[Stored data]
----------

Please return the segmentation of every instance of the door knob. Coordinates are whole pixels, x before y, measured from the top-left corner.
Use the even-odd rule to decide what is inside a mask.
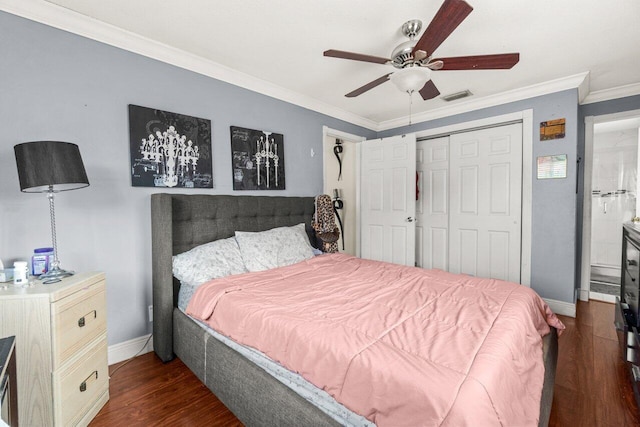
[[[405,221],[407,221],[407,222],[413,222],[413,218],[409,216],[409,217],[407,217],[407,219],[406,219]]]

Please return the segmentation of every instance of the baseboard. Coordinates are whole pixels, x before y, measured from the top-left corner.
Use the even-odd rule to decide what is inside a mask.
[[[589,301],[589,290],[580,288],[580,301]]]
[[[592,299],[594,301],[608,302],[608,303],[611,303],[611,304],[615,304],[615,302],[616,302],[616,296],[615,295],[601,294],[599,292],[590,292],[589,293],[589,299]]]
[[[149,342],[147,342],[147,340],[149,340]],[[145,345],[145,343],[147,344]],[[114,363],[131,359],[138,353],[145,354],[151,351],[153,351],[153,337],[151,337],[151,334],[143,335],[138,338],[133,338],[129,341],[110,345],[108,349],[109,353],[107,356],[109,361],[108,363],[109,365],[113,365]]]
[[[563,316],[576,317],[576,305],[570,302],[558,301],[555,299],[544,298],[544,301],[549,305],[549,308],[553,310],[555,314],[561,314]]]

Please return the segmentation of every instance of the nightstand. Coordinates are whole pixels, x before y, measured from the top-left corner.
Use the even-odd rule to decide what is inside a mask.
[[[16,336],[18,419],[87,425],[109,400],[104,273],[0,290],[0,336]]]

----------

Your answer should consist of every line from the entries that holds "corner".

Please return the segmentation of every instance of the door knob. Coordinates are whole pixels, x before y, measured from the top-left corner.
Please return the segmentation of every instance of the baseboard. Coordinates are whole pixels, x before y, measured from the top-left corner.
Please return the segmentation of every instance of the nightstand. Coordinates are whole pixels, x before y, measured from the top-left corner.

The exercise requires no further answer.